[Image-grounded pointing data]
################
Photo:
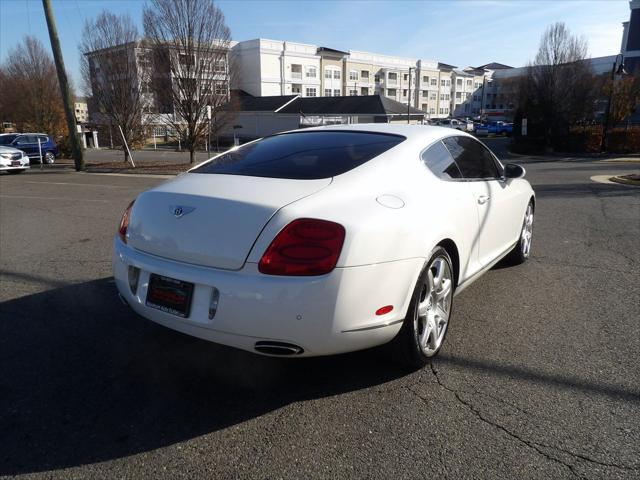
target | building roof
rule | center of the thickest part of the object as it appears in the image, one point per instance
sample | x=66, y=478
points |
x=494, y=66
x=446, y=66
x=249, y=103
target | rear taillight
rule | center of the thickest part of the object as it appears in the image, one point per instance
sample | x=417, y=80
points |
x=304, y=247
x=124, y=223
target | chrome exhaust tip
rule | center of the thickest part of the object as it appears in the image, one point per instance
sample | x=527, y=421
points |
x=280, y=349
x=123, y=300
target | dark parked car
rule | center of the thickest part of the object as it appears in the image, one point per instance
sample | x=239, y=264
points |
x=28, y=143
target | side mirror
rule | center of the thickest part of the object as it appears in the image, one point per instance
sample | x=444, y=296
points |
x=511, y=170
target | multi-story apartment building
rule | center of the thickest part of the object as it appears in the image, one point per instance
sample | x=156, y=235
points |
x=81, y=110
x=134, y=67
x=273, y=67
x=466, y=91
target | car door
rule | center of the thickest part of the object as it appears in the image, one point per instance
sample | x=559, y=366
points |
x=493, y=196
x=460, y=205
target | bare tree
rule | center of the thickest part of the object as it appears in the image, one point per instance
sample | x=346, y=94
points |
x=30, y=94
x=113, y=68
x=191, y=50
x=558, y=88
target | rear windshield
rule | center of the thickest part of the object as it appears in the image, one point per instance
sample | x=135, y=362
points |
x=303, y=155
x=7, y=139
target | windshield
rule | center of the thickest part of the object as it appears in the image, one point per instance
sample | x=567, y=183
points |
x=7, y=139
x=303, y=155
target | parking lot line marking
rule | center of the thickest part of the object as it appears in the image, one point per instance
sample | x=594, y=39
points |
x=54, y=198
x=81, y=184
x=130, y=175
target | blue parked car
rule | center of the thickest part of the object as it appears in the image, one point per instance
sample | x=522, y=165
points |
x=495, y=128
x=28, y=143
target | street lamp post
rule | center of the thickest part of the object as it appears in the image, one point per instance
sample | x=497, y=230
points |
x=607, y=113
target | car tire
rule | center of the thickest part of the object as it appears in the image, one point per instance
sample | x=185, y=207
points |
x=522, y=250
x=426, y=324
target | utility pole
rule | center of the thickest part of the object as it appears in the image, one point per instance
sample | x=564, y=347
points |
x=409, y=98
x=64, y=86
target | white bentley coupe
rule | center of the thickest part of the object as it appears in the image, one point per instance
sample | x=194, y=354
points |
x=324, y=240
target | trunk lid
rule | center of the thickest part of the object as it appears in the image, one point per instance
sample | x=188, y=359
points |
x=211, y=219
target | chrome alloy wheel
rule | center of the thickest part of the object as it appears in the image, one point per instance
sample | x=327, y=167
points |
x=433, y=306
x=527, y=232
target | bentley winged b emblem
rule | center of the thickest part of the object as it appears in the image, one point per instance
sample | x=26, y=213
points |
x=181, y=210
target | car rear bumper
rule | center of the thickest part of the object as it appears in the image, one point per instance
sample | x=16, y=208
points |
x=322, y=315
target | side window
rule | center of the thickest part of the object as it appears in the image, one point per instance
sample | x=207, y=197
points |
x=438, y=159
x=473, y=159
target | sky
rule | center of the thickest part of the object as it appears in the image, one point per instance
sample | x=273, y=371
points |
x=457, y=32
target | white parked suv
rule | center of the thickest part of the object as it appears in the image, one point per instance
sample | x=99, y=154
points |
x=13, y=160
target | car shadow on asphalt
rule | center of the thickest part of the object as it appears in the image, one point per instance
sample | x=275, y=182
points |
x=577, y=190
x=84, y=380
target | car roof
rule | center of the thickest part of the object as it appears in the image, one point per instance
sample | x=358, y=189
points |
x=24, y=133
x=411, y=132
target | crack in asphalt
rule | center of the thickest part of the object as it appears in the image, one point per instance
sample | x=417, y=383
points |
x=536, y=446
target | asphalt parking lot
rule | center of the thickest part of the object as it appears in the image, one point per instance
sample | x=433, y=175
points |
x=539, y=377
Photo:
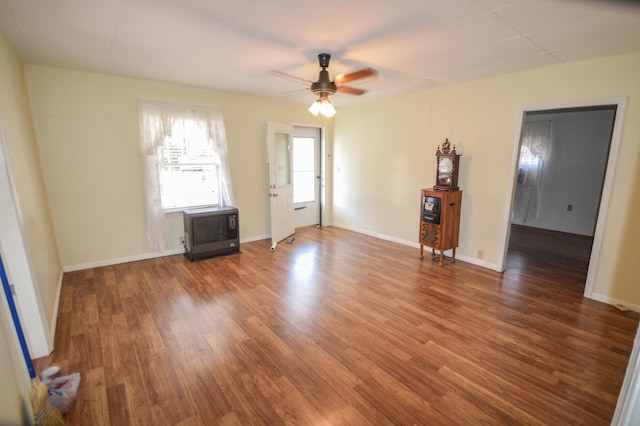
################
Working from the records above, write out verbatim only the lines from the line containing "target | blue parked car" through the line containing "target | utility pole".

REPLY —
target | blue parked car
rule | center of the thickest part of the object as it appears in the image, one point per instance
sample | x=522, y=165
points |
x=495, y=128
x=28, y=143
target | street lamp post
rule | center of the thickest part of the object as it appears in the image, one point per instance
sample | x=497, y=230
points |
x=607, y=113
target | car tire
rule | center of the thickest part of the object as it appears in the image, one point per instance
sample | x=185, y=207
points |
x=522, y=250
x=426, y=324
target | utility pole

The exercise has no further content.